> **Texto do exercício**:
————
Pode haver refluxo valvar importante sem dilatação das câmaras cardíacas envolvidas? Sim. Isso ocorre principalmente quando o refluxo é agudo (ex: rotura de cordoalha tendínea no caso da insuficiência mitral ou dissecção de aorta no caso da insuficiência aórtica). Nestes casos, como o insulto começou repentinamente, a dilatação demora um tempo para começar a ocorrer. Contudo, a distinção de uma valvopatia crônica para uma aguda não costuma ser muito difícil. Geralmente o paciente com regurgitação valvar aguda apresenta-se francamente descompensado, muitas vezes não conseguindo nem ficar em decúbito dorsal para a realização do exame físico devido à ortopneia.
OK. Mas excluindo-se esta possiblidade do refluxo agudo, pode haver um refluxo crônico sem dilatação de câmaras? Em parte, sim. Já vi alguns casos de insuficiência mitral importante crônica em que o VE era de tamanho limítrofe mas ainda normal e o átrio esquerdo era aumentado em grau importante. O que alguns acham é que um AE muito complacente pode, nestes casos, "tamponar" o efeito sobre o VE durante um tempo. Mas definitivamente este é um diagnóstico de exceção.
Se houver dilatação de câmaras cardíacas posso dizer que a valvopatia é importante? Não. O achado de dilatação de câmaras é bastante sensível mas perde em especificidade.
No final das contas, o que eu faço se pegar um laudo de eco dizendo que há, por exemplo, insuficiência aórtica importante com VE de dimensões normais em caso que claramente não é agudo? Questione o laudo do eco. Há várias possibilidades: a mais provável é que a regurgitação não seja importante. Também pode ser que o tamanho do VE tenha sido subestimado. Enfim, é importante checar as imagens do eco, discutir o resultado com a pessoa que fez o exame e, em caso de dúvida, pedir para um ecocardiografista de sua confiança repetir o exame para tirar a dúvida.
————
> **Registros**:
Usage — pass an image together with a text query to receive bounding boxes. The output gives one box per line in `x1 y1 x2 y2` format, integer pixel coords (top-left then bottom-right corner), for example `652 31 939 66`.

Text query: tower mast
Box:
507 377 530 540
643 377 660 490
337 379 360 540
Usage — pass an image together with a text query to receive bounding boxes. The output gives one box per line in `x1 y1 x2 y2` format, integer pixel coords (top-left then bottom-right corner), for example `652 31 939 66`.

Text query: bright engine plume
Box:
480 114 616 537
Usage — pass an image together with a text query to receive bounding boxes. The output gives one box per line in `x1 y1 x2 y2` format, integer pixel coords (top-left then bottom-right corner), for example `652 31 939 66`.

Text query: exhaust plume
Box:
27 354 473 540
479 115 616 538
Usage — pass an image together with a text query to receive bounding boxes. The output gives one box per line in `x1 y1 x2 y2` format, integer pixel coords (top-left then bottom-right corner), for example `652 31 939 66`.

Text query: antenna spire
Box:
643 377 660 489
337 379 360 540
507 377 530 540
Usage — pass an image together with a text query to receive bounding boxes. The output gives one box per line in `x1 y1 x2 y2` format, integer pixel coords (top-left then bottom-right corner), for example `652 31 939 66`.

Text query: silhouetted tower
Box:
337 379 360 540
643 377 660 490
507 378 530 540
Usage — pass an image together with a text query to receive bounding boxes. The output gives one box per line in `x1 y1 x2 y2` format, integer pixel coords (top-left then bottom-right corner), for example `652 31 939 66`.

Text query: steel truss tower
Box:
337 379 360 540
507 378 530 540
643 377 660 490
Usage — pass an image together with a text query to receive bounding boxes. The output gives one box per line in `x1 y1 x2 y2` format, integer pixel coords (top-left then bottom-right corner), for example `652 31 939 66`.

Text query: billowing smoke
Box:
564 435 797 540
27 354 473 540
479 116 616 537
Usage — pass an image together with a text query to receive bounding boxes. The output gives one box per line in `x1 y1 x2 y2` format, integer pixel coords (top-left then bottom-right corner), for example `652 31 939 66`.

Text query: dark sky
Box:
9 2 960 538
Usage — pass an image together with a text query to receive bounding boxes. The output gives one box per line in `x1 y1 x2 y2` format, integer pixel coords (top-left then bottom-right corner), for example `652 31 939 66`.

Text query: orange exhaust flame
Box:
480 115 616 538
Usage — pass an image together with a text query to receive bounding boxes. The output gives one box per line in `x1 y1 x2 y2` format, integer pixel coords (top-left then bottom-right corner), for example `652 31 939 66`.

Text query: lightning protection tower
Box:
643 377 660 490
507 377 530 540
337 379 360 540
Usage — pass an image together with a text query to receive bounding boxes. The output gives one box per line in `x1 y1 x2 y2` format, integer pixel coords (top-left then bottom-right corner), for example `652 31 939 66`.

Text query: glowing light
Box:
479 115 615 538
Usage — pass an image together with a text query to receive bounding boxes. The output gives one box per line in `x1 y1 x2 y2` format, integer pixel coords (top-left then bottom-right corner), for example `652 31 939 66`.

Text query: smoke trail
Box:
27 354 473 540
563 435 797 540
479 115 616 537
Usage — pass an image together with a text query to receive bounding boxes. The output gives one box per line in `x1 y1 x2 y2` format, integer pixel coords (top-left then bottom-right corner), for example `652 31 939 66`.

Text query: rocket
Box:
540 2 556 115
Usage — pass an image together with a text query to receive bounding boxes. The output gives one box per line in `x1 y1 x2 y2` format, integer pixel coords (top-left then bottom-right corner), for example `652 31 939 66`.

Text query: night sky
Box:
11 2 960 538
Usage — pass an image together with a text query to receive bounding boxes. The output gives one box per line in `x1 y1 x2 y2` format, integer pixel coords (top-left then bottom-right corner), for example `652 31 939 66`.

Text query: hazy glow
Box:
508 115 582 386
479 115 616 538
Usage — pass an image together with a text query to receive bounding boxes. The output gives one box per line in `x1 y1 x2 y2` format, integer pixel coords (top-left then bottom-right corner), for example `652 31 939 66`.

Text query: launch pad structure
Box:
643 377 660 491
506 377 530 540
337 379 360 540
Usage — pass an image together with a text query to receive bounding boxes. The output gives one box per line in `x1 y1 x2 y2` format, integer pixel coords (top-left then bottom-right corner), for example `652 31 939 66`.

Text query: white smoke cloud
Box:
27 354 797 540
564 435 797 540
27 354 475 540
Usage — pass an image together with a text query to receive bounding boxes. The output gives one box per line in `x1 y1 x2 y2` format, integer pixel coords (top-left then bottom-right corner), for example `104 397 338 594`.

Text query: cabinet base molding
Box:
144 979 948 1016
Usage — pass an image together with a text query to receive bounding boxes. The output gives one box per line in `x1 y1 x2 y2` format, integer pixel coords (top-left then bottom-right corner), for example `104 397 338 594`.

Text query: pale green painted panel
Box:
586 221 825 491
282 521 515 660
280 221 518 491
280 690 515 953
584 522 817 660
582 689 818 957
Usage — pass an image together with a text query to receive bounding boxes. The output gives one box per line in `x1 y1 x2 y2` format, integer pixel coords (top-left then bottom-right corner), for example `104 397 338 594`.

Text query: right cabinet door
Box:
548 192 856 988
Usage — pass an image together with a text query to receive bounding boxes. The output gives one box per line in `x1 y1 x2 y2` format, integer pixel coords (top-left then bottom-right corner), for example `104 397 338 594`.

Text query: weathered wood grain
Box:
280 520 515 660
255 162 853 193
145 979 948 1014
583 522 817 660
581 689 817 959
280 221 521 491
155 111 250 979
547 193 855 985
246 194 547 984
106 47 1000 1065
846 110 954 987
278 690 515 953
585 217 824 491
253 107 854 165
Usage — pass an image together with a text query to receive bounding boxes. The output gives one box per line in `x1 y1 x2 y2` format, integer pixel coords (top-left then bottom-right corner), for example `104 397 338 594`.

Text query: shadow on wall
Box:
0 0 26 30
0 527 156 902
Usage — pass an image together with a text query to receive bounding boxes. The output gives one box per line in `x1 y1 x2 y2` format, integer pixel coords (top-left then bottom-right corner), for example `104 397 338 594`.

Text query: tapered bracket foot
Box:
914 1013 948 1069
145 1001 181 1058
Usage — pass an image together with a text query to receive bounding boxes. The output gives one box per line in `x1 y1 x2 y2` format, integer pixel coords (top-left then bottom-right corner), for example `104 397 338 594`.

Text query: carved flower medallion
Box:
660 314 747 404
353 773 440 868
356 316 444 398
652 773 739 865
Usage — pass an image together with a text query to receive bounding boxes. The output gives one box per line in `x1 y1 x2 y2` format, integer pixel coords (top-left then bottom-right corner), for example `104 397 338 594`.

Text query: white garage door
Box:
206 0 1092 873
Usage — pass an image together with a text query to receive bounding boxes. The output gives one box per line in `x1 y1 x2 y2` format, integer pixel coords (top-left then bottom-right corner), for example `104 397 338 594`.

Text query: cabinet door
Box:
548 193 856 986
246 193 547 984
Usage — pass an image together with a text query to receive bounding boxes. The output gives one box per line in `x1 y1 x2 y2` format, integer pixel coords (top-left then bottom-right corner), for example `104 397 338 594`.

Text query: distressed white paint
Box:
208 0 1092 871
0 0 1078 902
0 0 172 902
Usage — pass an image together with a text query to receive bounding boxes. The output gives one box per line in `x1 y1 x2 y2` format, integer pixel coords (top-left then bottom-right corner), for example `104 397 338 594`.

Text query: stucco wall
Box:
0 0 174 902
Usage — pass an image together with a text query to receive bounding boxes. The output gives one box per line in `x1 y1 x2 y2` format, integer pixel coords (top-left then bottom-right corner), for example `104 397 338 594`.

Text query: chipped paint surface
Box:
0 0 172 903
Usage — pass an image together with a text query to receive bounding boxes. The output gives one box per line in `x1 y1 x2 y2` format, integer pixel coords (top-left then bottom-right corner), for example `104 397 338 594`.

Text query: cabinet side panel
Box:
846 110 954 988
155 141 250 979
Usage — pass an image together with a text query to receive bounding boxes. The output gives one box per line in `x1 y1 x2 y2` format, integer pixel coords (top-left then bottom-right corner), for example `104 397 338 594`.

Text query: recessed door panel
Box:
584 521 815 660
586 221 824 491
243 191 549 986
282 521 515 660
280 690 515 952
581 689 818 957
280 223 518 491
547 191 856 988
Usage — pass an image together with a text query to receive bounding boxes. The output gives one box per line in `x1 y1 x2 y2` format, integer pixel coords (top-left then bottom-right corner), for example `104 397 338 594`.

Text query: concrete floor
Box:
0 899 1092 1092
————
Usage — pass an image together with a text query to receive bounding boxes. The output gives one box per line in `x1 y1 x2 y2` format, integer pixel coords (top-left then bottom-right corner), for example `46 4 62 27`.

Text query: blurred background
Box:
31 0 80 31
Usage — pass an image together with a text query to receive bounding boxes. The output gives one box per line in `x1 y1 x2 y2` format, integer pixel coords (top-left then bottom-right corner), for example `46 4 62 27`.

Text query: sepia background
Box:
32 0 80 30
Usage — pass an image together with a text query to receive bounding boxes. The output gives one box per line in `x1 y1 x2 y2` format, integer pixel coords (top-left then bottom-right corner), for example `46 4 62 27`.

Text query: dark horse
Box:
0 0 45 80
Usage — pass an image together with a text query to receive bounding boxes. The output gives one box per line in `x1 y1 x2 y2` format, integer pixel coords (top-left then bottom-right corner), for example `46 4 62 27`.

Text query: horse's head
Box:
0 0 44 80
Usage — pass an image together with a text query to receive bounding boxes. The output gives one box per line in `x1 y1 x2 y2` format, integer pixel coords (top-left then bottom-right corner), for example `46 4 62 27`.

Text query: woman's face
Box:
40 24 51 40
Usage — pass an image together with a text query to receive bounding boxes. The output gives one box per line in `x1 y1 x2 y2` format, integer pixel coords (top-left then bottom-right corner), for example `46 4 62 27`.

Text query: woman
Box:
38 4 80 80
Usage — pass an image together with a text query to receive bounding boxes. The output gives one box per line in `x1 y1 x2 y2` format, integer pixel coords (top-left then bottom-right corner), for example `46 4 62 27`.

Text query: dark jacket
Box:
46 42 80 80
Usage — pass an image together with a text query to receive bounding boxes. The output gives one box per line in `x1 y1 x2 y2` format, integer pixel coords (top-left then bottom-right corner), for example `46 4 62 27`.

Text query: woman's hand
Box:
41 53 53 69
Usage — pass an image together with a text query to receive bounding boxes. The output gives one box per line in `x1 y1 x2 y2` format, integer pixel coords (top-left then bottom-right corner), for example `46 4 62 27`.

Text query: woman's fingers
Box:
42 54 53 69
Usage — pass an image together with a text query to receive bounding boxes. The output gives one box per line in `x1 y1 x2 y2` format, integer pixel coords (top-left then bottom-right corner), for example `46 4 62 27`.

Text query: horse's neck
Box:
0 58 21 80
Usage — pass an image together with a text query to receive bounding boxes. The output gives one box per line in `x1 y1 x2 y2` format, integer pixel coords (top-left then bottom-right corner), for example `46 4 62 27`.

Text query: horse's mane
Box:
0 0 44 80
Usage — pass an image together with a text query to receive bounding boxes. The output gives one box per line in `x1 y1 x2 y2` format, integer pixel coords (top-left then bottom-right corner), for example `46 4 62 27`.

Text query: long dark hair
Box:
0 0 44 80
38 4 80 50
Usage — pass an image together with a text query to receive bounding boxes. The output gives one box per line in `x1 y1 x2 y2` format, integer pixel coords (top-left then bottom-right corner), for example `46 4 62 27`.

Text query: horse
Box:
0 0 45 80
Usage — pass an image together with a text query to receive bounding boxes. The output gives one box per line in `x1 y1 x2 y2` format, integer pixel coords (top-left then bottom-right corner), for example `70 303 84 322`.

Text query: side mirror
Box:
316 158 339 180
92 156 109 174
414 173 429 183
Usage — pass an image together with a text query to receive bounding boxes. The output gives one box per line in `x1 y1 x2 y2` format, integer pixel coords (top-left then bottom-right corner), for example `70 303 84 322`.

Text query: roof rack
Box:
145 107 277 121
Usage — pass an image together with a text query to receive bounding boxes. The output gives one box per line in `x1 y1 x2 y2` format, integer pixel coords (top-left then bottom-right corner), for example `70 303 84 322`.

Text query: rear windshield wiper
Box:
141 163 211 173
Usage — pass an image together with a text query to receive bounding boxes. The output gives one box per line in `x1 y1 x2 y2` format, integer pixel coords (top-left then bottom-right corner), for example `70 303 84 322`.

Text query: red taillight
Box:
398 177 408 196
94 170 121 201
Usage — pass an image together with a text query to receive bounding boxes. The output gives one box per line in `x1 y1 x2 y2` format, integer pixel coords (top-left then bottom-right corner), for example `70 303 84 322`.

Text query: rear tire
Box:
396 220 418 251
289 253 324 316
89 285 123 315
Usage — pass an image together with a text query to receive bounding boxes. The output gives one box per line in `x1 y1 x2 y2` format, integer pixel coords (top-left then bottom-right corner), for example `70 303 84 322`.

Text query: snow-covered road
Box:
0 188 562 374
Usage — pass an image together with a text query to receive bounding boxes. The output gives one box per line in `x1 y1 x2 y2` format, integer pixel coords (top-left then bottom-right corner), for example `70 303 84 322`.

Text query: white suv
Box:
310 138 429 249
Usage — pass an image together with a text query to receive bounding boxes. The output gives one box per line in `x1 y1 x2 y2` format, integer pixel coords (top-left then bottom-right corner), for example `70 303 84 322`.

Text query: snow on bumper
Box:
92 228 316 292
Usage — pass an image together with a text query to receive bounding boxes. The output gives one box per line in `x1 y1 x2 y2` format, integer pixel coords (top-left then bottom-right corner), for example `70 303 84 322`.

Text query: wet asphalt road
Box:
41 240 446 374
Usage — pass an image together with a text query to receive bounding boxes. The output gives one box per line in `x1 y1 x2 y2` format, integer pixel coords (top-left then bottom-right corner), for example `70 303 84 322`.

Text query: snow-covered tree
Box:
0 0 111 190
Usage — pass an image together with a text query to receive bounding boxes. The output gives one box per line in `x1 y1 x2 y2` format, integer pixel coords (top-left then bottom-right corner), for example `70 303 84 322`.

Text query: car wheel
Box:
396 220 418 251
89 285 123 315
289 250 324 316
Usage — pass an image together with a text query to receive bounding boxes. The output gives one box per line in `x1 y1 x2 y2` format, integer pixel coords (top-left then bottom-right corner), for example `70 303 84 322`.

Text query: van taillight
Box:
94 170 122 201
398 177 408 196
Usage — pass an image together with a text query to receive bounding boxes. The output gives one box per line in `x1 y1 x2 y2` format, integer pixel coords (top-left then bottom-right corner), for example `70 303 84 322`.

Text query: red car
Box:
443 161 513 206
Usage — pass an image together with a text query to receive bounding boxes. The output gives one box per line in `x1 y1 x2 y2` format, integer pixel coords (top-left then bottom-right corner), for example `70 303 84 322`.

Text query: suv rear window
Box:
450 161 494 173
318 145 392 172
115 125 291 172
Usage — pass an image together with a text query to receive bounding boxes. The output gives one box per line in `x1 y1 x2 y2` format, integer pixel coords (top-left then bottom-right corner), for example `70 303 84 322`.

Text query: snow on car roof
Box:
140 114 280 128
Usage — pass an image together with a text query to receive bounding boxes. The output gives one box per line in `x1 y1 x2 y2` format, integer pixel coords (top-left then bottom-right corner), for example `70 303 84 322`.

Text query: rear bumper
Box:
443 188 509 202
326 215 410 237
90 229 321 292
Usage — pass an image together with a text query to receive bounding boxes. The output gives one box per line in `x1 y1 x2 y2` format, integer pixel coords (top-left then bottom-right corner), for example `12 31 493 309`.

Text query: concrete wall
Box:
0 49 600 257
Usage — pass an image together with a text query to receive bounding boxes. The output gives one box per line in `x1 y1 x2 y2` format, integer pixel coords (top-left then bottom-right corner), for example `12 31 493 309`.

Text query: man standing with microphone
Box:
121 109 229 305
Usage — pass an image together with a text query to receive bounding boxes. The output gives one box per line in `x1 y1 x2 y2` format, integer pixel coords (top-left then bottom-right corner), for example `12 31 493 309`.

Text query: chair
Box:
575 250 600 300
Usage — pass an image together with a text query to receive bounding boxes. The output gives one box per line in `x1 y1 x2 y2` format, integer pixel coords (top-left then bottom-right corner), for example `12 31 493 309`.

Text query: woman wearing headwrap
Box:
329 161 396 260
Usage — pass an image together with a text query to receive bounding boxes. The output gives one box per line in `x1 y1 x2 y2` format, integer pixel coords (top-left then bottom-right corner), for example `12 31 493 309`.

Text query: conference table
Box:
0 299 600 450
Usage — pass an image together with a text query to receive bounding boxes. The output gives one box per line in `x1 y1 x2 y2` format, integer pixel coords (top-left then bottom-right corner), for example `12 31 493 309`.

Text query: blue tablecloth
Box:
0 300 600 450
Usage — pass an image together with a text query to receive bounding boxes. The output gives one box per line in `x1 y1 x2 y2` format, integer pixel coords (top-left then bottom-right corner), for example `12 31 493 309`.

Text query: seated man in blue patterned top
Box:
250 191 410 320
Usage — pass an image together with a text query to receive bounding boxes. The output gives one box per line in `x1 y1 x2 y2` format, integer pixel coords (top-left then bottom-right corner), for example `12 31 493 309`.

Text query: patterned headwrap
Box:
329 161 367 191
————
> **Tarefa**: Como você continuaria o texto sobre refluxo valvar e dilatação das câmaras cardíacas a partir da última frase?

> **Resposta**:
Dica: os exames complementares sempre têm que fazer sentido. Na hora em que você vir qualquer exame complementar que traga contradições dentre dele mesmo ou que não seja condizente com a percepção clínica, revise tudo e desconfie que o exame possa estar errado.
OBS: há uma semana vi exemplo prático do que disse acima. Paciente com síncope e dor torácica veio para consulta no ambulatório. Sopro sistólico ejetivo típico de estenose aórtica grave (pico tardio, A2 ausente, etc). Eco realizado em outro serviço com descrição de EAo importante mas com paredes ventriculares de espessura normal (8 mm). Não fazia sentido! Como uma estenose aórtica em um paciente já sintomático apresenta paredes sem hipertrofia? Repeti o eco pessoalmente e as paredes na verdade mediam 13 mm ( normal até 10 mm no sexo masculino). Agora sim, o exame estava todo condizente com o diagnóstico principal.
Resumo:
- regurgitações valvares crônicas de grau importante cursam, na grande maioria dos casos, com dilatação das câmaras cardíacas envolvidas. Casos agudos podem cursar com câmaras ainda de tamanho normal.
Referência: Zoghbi WA. Recommendations for Noninvasive Evaluation of Native Valvular Regurgitation. JASE. 2017.